> **Your tasks**
• A. In the article about the Poolesville optometry office ruling, what is the name of the couple's business?
• B. Copy word for word everything in the Poolesville zoning article from "Town attorney Alan" down to "in a neighborhood.".

(Text for analysis)

Poolesville's Board of Zoning Appeals must revisit its decision to permit two doctors to run an optometry office out of their Selby Avenue home, a county Circuit Court judge ruled.
The volunteer board failed to consider a neighborhood covenant in the Tama subdivision requiring homes to be used exclusively for residential uses, Judge Joseph A. Dugan Jr. said at a hearing in Rockville.
The neighbors who appealed the board's decision in November, and share a driveway with the doctors, did not expect to live next to a home office that sees patients and receives deliveries, Dugan said. The prohibition on non-residential uses in the covenants should have let the board know that residents agree that businesses are not compatible with the neighborhood, he said, even if only the homeowners who share a driveway with the business are actually impacted.
The board approved a special exception request from Drs. Robin Mevissen and Thomas McInnes to operate their optometry business, Poolesville Vision and Contact Lens Service, out of their home in 2008. The couple's next-door neighbors, Don and Linda Barnes, asked for reconsideration in April, but the board again voted unanimously to grant the special exception three months later. The town's Planning Commission provided a favorable recommendation both times.
Town attorney Alan Wright said at the hearing that the board's decision was based on Poolesville's zoning regulations and did not nullify the covenants, and he questioned why the Barnes did not seek to have the covenant enforced by the courts instead of appealing the special exception. Covenants, which a homeowner agrees to abide by when they buy their house, can restrict anything from house color to who may live in a neighborhood.
"The town of Poolesville and its board of appeals cannot be in the position of deciding which covenants are reasonable," said Wright, who instructed the board not to consider the covenants in its decision.
The town has not decided whether it will appeal, Wright said in an interview.

(End Text for analysis)
(Information shown)

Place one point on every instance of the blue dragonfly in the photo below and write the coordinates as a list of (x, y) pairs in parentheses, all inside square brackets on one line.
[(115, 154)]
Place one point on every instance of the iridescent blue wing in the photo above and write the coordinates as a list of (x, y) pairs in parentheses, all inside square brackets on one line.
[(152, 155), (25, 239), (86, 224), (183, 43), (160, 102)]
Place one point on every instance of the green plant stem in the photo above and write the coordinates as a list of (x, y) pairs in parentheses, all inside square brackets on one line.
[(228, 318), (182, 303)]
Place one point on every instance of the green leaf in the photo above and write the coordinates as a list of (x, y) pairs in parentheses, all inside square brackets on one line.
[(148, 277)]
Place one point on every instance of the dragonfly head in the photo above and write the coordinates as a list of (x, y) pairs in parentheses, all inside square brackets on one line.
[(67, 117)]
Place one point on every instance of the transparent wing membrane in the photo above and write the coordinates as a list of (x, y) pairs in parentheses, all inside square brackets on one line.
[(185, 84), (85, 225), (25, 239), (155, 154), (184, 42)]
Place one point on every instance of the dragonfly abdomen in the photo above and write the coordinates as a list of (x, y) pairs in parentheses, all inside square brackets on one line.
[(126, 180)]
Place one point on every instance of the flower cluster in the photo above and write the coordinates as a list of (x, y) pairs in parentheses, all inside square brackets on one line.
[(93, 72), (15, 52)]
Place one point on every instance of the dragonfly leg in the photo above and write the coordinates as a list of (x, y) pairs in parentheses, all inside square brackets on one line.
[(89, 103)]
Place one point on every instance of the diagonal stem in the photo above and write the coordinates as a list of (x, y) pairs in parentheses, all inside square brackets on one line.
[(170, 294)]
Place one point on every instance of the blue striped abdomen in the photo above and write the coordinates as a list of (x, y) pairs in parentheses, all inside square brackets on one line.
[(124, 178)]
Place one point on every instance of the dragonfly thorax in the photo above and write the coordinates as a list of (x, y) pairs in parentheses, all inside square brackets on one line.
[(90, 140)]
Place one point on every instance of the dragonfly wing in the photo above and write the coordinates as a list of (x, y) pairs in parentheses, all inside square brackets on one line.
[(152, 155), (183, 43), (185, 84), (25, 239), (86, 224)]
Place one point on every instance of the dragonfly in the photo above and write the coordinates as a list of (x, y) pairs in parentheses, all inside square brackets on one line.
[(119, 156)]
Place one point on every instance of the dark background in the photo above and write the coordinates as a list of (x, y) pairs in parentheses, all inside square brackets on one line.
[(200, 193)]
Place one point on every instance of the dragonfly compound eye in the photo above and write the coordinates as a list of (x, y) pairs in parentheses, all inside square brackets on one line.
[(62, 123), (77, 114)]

(End Information shown)
(Information shown)

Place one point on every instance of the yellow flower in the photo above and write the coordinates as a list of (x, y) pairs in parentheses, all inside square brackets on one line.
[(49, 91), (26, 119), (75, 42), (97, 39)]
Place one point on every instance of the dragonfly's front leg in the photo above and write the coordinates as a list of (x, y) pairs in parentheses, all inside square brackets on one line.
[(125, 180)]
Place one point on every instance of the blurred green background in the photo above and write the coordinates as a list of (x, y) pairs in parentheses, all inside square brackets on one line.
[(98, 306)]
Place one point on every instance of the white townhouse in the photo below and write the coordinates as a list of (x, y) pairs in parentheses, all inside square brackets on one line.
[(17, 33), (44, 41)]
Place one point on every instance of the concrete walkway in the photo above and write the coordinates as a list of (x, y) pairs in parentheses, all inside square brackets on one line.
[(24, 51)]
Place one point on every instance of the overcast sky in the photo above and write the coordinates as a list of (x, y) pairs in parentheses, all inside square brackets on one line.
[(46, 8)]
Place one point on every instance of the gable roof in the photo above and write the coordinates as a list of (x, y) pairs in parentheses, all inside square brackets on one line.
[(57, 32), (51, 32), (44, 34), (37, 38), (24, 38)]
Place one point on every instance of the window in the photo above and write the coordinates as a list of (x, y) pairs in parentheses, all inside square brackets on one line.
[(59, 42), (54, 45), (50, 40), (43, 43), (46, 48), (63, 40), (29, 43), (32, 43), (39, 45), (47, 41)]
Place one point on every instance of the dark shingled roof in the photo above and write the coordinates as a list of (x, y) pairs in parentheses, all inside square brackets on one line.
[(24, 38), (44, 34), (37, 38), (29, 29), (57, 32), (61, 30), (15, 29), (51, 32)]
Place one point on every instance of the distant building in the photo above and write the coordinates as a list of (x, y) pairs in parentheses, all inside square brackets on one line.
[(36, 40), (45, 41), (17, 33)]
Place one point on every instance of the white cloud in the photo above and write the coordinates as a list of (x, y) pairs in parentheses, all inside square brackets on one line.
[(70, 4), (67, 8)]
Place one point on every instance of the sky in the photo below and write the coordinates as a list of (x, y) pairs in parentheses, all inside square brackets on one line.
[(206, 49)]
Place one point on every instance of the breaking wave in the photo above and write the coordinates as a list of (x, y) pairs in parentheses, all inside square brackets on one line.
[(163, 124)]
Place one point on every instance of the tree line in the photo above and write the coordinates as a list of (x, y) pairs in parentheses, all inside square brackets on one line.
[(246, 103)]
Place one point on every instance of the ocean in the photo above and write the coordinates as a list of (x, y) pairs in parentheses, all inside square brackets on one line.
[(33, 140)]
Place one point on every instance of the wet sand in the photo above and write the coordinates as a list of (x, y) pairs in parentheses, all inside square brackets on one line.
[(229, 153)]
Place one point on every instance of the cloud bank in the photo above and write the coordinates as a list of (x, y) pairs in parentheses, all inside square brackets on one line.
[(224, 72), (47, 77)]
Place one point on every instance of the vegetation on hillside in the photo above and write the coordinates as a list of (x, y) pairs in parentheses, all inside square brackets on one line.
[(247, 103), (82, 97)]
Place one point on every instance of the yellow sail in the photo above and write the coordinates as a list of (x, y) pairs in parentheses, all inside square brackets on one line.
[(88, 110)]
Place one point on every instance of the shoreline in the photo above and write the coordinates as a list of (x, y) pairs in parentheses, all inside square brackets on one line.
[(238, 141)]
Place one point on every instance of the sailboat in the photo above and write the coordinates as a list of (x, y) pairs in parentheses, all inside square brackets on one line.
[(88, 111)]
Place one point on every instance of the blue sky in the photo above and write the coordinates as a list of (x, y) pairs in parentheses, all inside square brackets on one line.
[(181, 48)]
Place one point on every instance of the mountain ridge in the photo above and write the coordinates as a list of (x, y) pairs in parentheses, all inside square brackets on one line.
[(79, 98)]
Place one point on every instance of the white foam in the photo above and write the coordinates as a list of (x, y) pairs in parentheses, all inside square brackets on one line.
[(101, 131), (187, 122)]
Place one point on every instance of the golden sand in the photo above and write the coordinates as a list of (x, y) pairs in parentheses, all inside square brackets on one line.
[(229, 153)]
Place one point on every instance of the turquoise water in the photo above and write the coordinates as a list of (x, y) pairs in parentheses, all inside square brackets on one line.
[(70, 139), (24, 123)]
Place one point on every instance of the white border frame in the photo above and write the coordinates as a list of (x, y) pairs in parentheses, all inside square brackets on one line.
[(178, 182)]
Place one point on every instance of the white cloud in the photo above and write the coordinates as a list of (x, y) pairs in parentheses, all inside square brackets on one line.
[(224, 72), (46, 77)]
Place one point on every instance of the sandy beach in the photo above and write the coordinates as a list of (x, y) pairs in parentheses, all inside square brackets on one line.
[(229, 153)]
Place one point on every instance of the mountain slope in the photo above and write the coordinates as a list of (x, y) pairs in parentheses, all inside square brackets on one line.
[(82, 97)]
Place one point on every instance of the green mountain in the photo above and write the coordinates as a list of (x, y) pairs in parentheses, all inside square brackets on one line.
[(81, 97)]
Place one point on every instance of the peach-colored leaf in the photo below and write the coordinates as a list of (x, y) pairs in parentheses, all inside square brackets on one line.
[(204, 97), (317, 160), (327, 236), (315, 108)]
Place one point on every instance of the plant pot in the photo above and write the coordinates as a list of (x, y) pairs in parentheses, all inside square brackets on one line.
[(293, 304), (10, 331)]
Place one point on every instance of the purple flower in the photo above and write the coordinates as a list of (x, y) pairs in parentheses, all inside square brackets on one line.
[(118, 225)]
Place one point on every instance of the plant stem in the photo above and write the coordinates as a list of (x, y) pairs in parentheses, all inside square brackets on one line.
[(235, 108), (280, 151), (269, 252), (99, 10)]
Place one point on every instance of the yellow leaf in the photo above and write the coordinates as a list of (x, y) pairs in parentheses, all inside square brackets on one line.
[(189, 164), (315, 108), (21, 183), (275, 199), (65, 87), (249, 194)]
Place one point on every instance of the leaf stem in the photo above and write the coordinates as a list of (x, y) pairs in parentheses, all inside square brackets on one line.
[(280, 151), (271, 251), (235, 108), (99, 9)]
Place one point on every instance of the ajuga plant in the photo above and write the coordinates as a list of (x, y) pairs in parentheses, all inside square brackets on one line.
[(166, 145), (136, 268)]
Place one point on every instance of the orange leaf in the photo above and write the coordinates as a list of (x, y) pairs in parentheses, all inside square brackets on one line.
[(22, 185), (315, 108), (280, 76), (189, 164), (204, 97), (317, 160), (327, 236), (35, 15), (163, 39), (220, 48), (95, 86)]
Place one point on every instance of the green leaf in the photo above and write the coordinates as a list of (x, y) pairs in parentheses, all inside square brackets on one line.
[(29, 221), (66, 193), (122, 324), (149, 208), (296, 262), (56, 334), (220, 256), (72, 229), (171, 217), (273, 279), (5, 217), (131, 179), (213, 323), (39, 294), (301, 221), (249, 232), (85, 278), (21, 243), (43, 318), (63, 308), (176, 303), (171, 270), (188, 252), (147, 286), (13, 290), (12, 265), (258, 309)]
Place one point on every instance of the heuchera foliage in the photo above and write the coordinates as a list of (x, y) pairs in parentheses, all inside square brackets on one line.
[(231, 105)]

(End Information shown)

> **Per-task answers**
• A. Poolesville Vision and Contact Lens Service

• B.
Town attorney Alan Wright said at the hearing that the board's decision was based on Poolesville's zoning regulations and did not nullify the covenants, and he questioned why the Barnes did not seek to have the covenant enforced by the courts instead of appealing the special exception. Covenants, which a homeowner agrees to abide by when they buy their house, can restrict anything from house color to who may live in a neighborhood.